Activity = Could you copy the records below exactly, leaving out any pictures they include?

(Dataset entries)
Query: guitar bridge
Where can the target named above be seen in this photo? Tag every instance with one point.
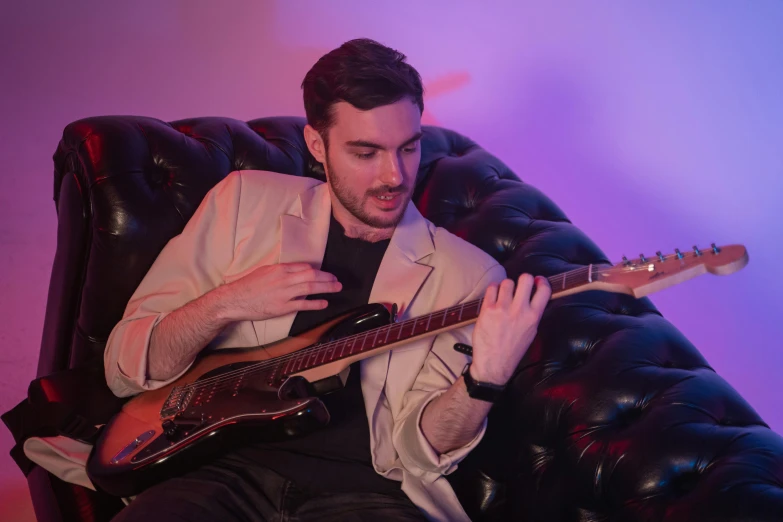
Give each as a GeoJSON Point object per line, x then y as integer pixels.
{"type": "Point", "coordinates": [177, 401]}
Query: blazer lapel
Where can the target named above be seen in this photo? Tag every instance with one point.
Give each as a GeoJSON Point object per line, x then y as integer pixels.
{"type": "Point", "coordinates": [398, 280]}
{"type": "Point", "coordinates": [304, 231]}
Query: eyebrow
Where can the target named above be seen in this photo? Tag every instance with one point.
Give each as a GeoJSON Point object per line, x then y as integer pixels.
{"type": "Point", "coordinates": [371, 145]}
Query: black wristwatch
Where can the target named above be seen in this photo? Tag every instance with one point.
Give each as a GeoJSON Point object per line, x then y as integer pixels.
{"type": "Point", "coordinates": [484, 391]}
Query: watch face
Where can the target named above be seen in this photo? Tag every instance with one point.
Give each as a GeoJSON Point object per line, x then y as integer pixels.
{"type": "Point", "coordinates": [478, 390]}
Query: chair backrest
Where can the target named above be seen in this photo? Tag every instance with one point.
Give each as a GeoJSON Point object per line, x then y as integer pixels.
{"type": "Point", "coordinates": [613, 414]}
{"type": "Point", "coordinates": [124, 186]}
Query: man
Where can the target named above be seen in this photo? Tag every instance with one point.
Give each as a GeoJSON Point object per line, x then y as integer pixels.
{"type": "Point", "coordinates": [269, 255]}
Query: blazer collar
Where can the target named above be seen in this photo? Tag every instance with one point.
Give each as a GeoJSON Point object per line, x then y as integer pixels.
{"type": "Point", "coordinates": [403, 270]}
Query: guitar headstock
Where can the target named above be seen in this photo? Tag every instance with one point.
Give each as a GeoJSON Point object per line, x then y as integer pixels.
{"type": "Point", "coordinates": [645, 275]}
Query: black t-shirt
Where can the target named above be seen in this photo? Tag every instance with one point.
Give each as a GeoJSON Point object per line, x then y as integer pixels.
{"type": "Point", "coordinates": [336, 458]}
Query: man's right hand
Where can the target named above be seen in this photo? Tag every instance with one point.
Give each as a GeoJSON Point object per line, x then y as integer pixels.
{"type": "Point", "coordinates": [274, 290]}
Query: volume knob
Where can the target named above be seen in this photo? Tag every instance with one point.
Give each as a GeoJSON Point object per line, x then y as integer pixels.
{"type": "Point", "coordinates": [171, 430]}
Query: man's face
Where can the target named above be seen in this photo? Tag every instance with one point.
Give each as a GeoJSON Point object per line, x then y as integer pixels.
{"type": "Point", "coordinates": [372, 160]}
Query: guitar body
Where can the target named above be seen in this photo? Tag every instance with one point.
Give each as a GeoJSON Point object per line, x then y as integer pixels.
{"type": "Point", "coordinates": [268, 392]}
{"type": "Point", "coordinates": [217, 405]}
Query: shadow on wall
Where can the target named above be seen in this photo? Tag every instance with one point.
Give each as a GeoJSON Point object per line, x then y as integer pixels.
{"type": "Point", "coordinates": [15, 502]}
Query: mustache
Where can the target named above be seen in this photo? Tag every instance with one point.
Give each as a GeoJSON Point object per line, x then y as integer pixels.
{"type": "Point", "coordinates": [388, 191]}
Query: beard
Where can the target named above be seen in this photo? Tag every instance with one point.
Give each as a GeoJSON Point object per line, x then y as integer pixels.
{"type": "Point", "coordinates": [355, 203]}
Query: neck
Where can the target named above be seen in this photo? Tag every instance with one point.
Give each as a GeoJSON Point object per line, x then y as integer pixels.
{"type": "Point", "coordinates": [354, 228]}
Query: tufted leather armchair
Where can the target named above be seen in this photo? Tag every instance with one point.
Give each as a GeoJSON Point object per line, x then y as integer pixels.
{"type": "Point", "coordinates": [613, 414]}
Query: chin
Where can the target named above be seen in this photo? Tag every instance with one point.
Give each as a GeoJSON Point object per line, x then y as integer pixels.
{"type": "Point", "coordinates": [381, 219]}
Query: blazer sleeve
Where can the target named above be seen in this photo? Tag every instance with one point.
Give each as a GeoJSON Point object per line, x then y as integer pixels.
{"type": "Point", "coordinates": [442, 367]}
{"type": "Point", "coordinates": [190, 265]}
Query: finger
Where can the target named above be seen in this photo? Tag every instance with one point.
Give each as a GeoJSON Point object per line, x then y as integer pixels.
{"type": "Point", "coordinates": [312, 274]}
{"type": "Point", "coordinates": [295, 267]}
{"type": "Point", "coordinates": [491, 294]}
{"type": "Point", "coordinates": [298, 305]}
{"type": "Point", "coordinates": [542, 295]}
{"type": "Point", "coordinates": [524, 288]}
{"type": "Point", "coordinates": [505, 293]}
{"type": "Point", "coordinates": [314, 287]}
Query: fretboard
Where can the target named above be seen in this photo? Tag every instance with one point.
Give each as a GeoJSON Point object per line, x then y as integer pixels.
{"type": "Point", "coordinates": [377, 339]}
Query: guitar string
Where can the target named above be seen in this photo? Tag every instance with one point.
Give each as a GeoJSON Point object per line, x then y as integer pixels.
{"type": "Point", "coordinates": [318, 347]}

Result of the task =
Query: guitar bridge
Where can the target named above be seen in this photo? Tag every instance with one point.
Give each as a GeoJSON Point object per line, x then y as integer pixels.
{"type": "Point", "coordinates": [177, 401]}
Query: blazer lapel
Where can the target named above be seen in this photo? Tag every instance with one point.
Give each as a GeoJSON Point object per line, x then y as integer pixels.
{"type": "Point", "coordinates": [398, 280]}
{"type": "Point", "coordinates": [304, 231]}
Query: eyebrow
Where can the target named above be seen in this photo? Tag every instance with one point.
Give each as a GeoJSON Point object per line, x then y as integer pixels.
{"type": "Point", "coordinates": [371, 145]}
Query: black wristwatch
Where can the target named above be seen in this photo? Tag every instance with one point.
Give each as a GeoJSON Point object per line, x then y as integer pixels.
{"type": "Point", "coordinates": [484, 391]}
Query: watch face
Where can the target named above be seen in this photo? Tag every instance with one point.
Give each as a GeoJSON Point object per line, x then y as integer pixels.
{"type": "Point", "coordinates": [478, 390]}
Query: chair backrest
Where can the target named above be seen in this photo? Tag every instance with one point.
Give each as a GeoJSON Point object per line, x then y as integer pixels.
{"type": "Point", "coordinates": [613, 414]}
{"type": "Point", "coordinates": [124, 186]}
Query: man
Where can the target named above be seen in this photo? Tag every instance with one point.
Give each as a GeoJSON Point object per line, x then y as integer pixels.
{"type": "Point", "coordinates": [269, 255]}
Query: blazer collar
Where can the target named above be seen in this photo? Tag every instance with one point.
Give each as a GeoJSON Point object per line, x then y as integer pixels.
{"type": "Point", "coordinates": [403, 270]}
Query: guitar headstock
Where can the target named above be seen in this photo? Tag every instance with one point.
Give each as a GeoJSON Point object per line, x then y as integer pixels.
{"type": "Point", "coordinates": [645, 275]}
Query: black t-shirt
Where can the target named above be seen in this photo? Tag every instance with one point.
Give each as a GeoJSON Point object per line, x then y as integer pixels.
{"type": "Point", "coordinates": [336, 458]}
Query: man's right hand
Where can the target named above be seen in this photo? Tag every instance with one point.
Give each as a GeoJSON Point object per line, x then y as integer pixels.
{"type": "Point", "coordinates": [274, 290]}
Query: volume knob
Where can the target named above be seen in this photo? Tag every instance with one point.
Give each as a GeoJSON Point object per line, x then y as integer pixels.
{"type": "Point", "coordinates": [171, 430]}
Query: man's face
Where can the target named above be seen in this photo? Tag every instance with one point.
Give each as a GeoJSON Point object per line, x then y as integer pixels.
{"type": "Point", "coordinates": [372, 160]}
Query: guitar body
Where can the target named above be seen in this photo? Tag every instance with one point.
Give each as a GeoJSON Point object per line, x then y as integer pixels.
{"type": "Point", "coordinates": [268, 392]}
{"type": "Point", "coordinates": [217, 405]}
Query: shadow on wall
Where can the target named above be seen in this photo? Tag every instance with one point.
Give each as a GeoJSON Point object per line, x then y as integer pixels.
{"type": "Point", "coordinates": [15, 502]}
Query: mustache
Where can the target named above be seen in this photo? Tag every instance with one point.
Give each as a GeoJSON Point object per line, x then y as integer pixels.
{"type": "Point", "coordinates": [388, 191]}
Query: beard
Where can the target named above be seen in this photo? Tag every instance with one point.
Give each as a GeoJSON Point object per line, x then y as integer pixels.
{"type": "Point", "coordinates": [355, 203]}
Query: neck
Where can the target named above be seen in this photo? Tag every instance with one point.
Give each as a GeoJSON Point object per line, x then y as integer pixels.
{"type": "Point", "coordinates": [354, 228]}
Query: tufted leather armchair
Where can the target named above be seen in this photo? Tag every instance with one point.
Give each as a GeoJSON Point object per line, x then y as integer pixels.
{"type": "Point", "coordinates": [613, 414]}
Query: chin
Where can the target named above be seen in this photo? Tag every instance with one point.
Give each as a GeoJSON Point object per line, x then y as integer pixels.
{"type": "Point", "coordinates": [381, 219]}
Query: blazer sleeve
Where can the target named above be seen in this photo? Tag every instance with one point.
Give each as a GeoJSON Point object per line, x then y as integer pixels.
{"type": "Point", "coordinates": [442, 367]}
{"type": "Point", "coordinates": [190, 265]}
Query: finger
Where can the target named above be seen in this photo? Tag every instance with one point.
Give each as a GeoJSON Point object per line, x then y as integer pixels.
{"type": "Point", "coordinates": [312, 274]}
{"type": "Point", "coordinates": [295, 267]}
{"type": "Point", "coordinates": [491, 294]}
{"type": "Point", "coordinates": [298, 305]}
{"type": "Point", "coordinates": [542, 295]}
{"type": "Point", "coordinates": [524, 288]}
{"type": "Point", "coordinates": [505, 293]}
{"type": "Point", "coordinates": [314, 287]}
Query: fretboard
Where can the target named above be seen in this photo? Tag every instance with one point.
Give each as a GeoJSON Point object per line, x then y as integer pixels.
{"type": "Point", "coordinates": [377, 339]}
Query: guitar string
Where can the target named above be seen in this photo? Tag every instance with one point.
Give each as a GeoJSON Point object per line, x then y as integer pixels.
{"type": "Point", "coordinates": [318, 347]}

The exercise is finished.